━━━ EXTRACTED DATA

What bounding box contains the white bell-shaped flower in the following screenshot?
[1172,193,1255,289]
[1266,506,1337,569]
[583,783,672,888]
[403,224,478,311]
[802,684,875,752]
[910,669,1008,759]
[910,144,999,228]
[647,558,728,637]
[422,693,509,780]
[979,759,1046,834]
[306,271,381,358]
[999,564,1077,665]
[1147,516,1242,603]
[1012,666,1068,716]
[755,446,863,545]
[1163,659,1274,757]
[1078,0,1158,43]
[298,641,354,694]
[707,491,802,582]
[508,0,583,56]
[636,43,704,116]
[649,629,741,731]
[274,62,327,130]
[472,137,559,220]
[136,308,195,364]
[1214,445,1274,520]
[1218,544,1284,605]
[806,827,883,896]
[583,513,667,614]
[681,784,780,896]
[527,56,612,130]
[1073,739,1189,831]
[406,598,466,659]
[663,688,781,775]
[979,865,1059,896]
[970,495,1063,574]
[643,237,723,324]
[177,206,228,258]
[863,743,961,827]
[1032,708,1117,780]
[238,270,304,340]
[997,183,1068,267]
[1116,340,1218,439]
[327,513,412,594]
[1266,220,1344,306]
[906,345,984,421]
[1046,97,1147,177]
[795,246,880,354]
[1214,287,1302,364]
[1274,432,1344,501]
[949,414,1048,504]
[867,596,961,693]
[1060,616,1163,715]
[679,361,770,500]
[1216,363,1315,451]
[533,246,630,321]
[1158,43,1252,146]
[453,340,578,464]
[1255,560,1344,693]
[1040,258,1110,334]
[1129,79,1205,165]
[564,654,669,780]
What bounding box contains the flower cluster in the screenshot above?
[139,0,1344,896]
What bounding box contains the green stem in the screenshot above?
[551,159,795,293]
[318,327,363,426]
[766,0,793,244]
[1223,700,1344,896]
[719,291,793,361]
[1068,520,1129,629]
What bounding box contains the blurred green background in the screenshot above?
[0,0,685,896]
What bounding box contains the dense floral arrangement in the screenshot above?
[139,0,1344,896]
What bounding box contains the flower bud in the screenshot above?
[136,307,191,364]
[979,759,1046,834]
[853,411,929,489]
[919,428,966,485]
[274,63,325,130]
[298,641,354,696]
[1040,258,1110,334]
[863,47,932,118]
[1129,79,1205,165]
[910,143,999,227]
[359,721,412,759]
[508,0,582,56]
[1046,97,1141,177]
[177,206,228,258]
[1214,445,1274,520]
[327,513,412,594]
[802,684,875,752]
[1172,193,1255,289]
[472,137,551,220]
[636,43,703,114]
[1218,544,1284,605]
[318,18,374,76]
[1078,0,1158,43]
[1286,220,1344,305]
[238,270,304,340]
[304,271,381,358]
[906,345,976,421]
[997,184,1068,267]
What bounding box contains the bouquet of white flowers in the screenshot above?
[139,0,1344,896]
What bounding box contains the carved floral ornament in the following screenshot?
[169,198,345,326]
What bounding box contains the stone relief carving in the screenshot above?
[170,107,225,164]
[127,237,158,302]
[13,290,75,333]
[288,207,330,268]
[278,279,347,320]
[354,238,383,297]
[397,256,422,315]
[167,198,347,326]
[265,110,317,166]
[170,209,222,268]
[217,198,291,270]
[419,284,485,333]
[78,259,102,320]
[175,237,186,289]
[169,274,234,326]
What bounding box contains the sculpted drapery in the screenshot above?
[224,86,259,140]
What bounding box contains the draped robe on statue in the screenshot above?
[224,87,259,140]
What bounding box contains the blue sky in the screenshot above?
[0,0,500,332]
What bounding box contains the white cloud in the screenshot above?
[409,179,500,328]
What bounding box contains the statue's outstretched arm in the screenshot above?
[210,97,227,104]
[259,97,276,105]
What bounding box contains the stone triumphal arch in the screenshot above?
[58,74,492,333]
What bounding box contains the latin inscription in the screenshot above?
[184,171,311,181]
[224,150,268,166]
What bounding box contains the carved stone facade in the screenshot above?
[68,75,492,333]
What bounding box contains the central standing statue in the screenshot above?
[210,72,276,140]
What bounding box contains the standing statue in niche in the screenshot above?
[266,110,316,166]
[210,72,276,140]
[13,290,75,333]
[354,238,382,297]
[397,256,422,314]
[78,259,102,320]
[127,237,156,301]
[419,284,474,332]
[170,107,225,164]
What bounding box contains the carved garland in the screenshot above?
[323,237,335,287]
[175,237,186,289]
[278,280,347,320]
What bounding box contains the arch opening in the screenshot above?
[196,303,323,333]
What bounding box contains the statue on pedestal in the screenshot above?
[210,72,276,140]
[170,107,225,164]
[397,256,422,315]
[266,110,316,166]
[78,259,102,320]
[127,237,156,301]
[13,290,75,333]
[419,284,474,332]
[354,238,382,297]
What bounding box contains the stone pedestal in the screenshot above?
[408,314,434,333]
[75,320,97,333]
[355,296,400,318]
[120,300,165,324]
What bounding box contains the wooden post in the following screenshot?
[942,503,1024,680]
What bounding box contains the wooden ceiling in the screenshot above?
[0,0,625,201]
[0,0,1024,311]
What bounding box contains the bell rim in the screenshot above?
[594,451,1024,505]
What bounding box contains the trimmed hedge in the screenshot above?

━━━━━━

- [WRITTEN EXERCISE] Arrange every line of the listing above as a numbered list, leaving out any blank lines.

- [CORRECT ANSWER]
1. What bounding box contains the white bell-shaped flower in the following screenshot?
2. [1172,193,1255,289]
3. [1266,506,1337,569]
4. [583,783,672,888]
5. [403,224,478,311]
6. [802,684,875,752]
7. [910,669,1008,759]
8. [910,144,999,228]
9. [647,558,728,637]
10. [422,693,509,780]
11. [979,759,1046,834]
12. [306,271,381,358]
13. [999,564,1077,665]
14. [1147,516,1242,603]
15. [1012,666,1068,716]
16. [755,446,863,545]
17. [1163,659,1274,757]
18. [1078,0,1158,43]
19. [298,641,354,694]
20. [707,491,802,582]
21. [508,0,583,56]
22. [636,43,704,116]
23. [649,629,741,731]
24. [274,62,327,130]
25. [472,137,559,220]
26. [136,308,195,364]
27. [1214,445,1274,520]
28. [1218,544,1284,605]
29. [806,827,883,896]
30. [583,513,667,614]
31. [681,784,780,896]
32. [527,56,612,130]
33. [1073,739,1189,831]
34. [406,598,466,659]
35. [663,688,781,775]
36. [979,865,1059,896]
37. [970,495,1063,574]
38. [643,237,723,324]
39. [177,206,228,258]
40. [863,743,961,827]
41. [1032,708,1117,780]
42. [238,270,304,340]
43. [997,183,1068,267]
44. [1116,340,1218,439]
45. [327,513,412,594]
46. [1266,220,1344,306]
47. [906,345,984,421]
48. [1046,97,1147,177]
49. [795,246,880,354]
50. [1214,287,1302,364]
51. [1274,432,1344,501]
52. [949,414,1048,504]
53. [867,596,961,693]
54. [1060,616,1163,715]
55. [679,361,770,500]
56. [1216,363,1315,451]
57. [533,246,630,321]
58. [1158,43,1252,146]
59. [453,340,578,464]
60. [1255,560,1344,693]
61. [1040,258,1110,334]
62. [1129,79,1205,165]
63. [564,654,669,780]
64. What bounding box contains the flower cluster in the screenshot above?
65. [139,0,1344,896]
66. What bounding box contains the green stem in the screenshot above?
67. [551,159,795,293]
68. [318,327,363,426]
69. [766,0,793,244]
70. [1223,700,1344,896]
71. [719,291,793,361]
72. [1068,520,1129,629]
73. What bounding box contains the blurred green background in the screenshot above?
74. [0,0,685,896]
75. What bounding box contains the dense floral arrangement in the screenshot above?
76. [139,0,1344,896]
77. What bounding box contains the flower bud in the screenshot above?
78. [136,307,191,364]
79. [979,759,1046,834]
80. [853,411,929,489]
81. [919,428,966,485]
82. [274,63,325,130]
83. [298,641,354,696]
84. [1040,258,1110,334]
85. [863,47,932,118]
86. [1129,79,1205,165]
87. [910,143,999,227]
88. [359,721,412,759]
89. [508,0,582,56]
90. [1046,97,1141,177]
91. [177,206,228,258]
92. [1214,445,1274,520]
93. [327,513,412,594]
94. [802,684,875,752]
95. [1172,193,1255,289]
96. [472,137,551,220]
97. [636,43,703,114]
98. [1218,544,1284,605]
99. [318,18,374,76]
100. [1078,0,1158,43]
101. [1286,220,1344,305]
102. [238,270,304,340]
103. [304,271,381,358]
104. [906,345,976,421]
105. [997,184,1068,267]
106. What bounding box contains the bouquet of white flowers in the screenshot above?
107. [139,0,1344,896]
108. What bounding box contains the carved floral ornament in the following screenshot?
109. [169,198,345,326]
110. What bounding box contains the stone relief carving in the screenshot above?
111. [170,107,225,164]
112. [127,237,158,302]
113. [13,290,75,333]
114. [288,207,330,268]
115. [278,279,347,320]
116. [354,238,383,297]
117. [397,256,422,315]
118. [167,198,347,326]
119. [265,110,317,166]
120. [170,209,222,268]
121. [217,198,291,270]
122. [419,284,485,333]
123. [78,259,102,320]
124. [175,237,186,289]
125. [169,274,234,326]
126. What bounding box contains the sculpted drapery in the screenshot above?
127. [224,86,259,140]
128. What bounding box contains the draped robe on statue in the screenshot above?
129. [224,87,259,140]
130. What bounding box contains the blue sky in the screenshot above?
131. [0,0,500,332]
132. What bounding box contains the white cloud in the screenshot above?
133. [409,179,500,328]
134. What bounding box contains the statue's outstretched arm in the screenshot above?
135. [210,97,227,104]
136. [259,97,276,105]
137. What bounding box contains the stone triumphal arch in the screenshot above?
138. [58,74,492,333]
139. What bounding box contains the latin inscription in the screenshot above?
140. [184,171,311,181]
141. [224,150,268,166]
142. What bounding box contains the carved stone facade in the screenshot above?
143. [68,75,492,333]
144. What bounding box contains the central standing statue in the screenshot above?
145. [210,72,276,140]
146. What bounding box contains the standing statue in niche in the screenshot above?
147. [266,110,316,166]
148. [210,72,276,140]
149. [13,290,75,333]
150. [354,238,382,297]
151. [397,256,422,314]
152. [78,259,102,320]
153. [127,237,156,301]
154. [419,284,474,332]
155. [170,107,225,164]
156. What bounding box contains the carved garland in the screenshot above?
157. [323,237,335,287]
158. [175,237,186,289]
159. [278,280,347,320]
160. What bounding box contains the arch opening in the screenshot above?
161. [196,303,323,333]
162. What bounding box contains the statue on pedestal in the screenshot above?
163. [210,72,276,140]
164. [170,107,225,164]
165. [397,256,422,315]
166. [266,110,316,166]
167. [78,259,102,320]
168. [127,237,156,301]
169. [13,290,75,333]
170. [419,284,474,332]
171. [354,238,382,297]
172. What bounding box contains the stone pedestal in the screenshot above?
173. [408,314,434,333]
174. [75,320,97,333]
175. [355,296,400,318]
176. [120,300,165,324]
177. What bounding box contains the wooden post in the following screenshot?
178. [942,503,1024,680]
179. What bounding box contains the wooden ceiling in the screenshot above?
180. [0,0,625,201]
181. [0,0,1024,311]
182. What bounding box contains the bell rim in the screenshot above?
183. [594,451,1024,505]
184. What bounding box contains the trimmed hedge in the screenshot above?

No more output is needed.